**SUPPLIED TEXT**:

|---|

Potential Honours and Post-Graduate Projects,  2002

Plant-Insect Interactions and Climate Change Ecology Lab


Below is a list of potential projects for either Honours or Post-Graduate Students.  This is not an exhaustive list, and students with other research interests are encouraged to contact Lesley to discuss potential projects.

1. Comparison of insect herbivory in low resource vs high resource environments
This project would be designed to test the well known, yet poorly tested, hypothesis that plants in low resource environments (eg growing on infertile soils) put more of their resources into defensive compounds and thus suffer less herbivory. The project would measure insect herbivory at several pairs of field sites (infertile vs fertile) in the Sydney region across multiple plant species. Insects would be collected by canopy fogging and plant characteristics (chemical and physical defenses) also measured.

2. Effect of elevated CO2 on insect herbivory on Acacia spp.
The effects of high CO2 have rarely been tested on species that are rich in nitrogen-based defensive compounds. This project would compare insect herbivory (chewing and/or sucking insects) on Acacias grown under ambient and elevated CO2 in growth cabinets.

3. Effect of elevated CO2 on ferns and bryophytes
There is little known about the effects of elevated CO2 on the growth of ferns and bryophytes. Project would be done in growth cabinets on a variety of species.

4. Spider assemblages along a large-scale latitudinal gradient
This project is a flow-on from work done by PhD student Nigel Andrew who has collected invertebrates along a 1500 km latitudinal gradient from Acacia falcata. The specimens are already collected although there would be the opportunity for further field work if desired. The project would investigate the structure and turnover of spider assemblages, with a view to making predictions as to how they might be affected by future climate change. Specimens of Hymenoptera are also available from the same study.

|---|

**SUPPLIED INFORMATION**:
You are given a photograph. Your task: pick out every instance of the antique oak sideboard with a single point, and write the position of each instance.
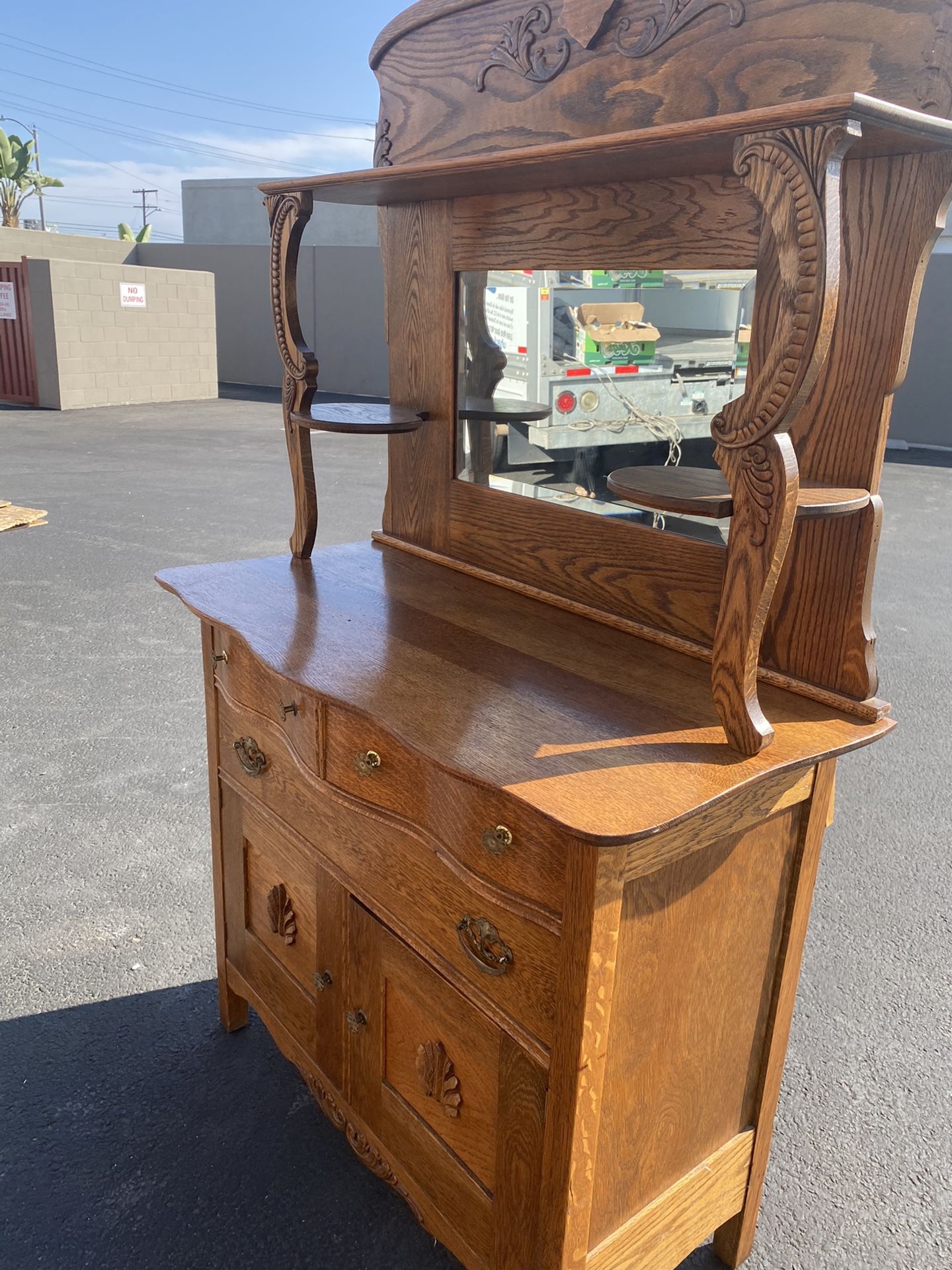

|---|

**DIRECTIONS FOR THIS TASK**: Repeat the part of the project list starting with "Below is a list" and going on through "defenses) also measured.".

**COMPLETE OUTPUT**:
Below is a list of potential projects for either Honours or Post-Graduate Students.  This is not an exhaustive list, and students with other research interests are encouraged to contact Lesley to discuss potential projects.

1. Comparison of insect herbivory in low resource vs high resource environments
This project would be designed to test the well known, yet poorly tested, hypothesis that plants in low resource environments (eg growing on infertile soils) put more of their resources into defensive compounds and thus suffer less herbivory. The project would measure insect herbivory at several pairs of field sites (infertile vs fertile) in the Sydney region across multiple plant species. Insects would be collected by canopy fogging and plant characteristics (chemical and physical defenses) also measured.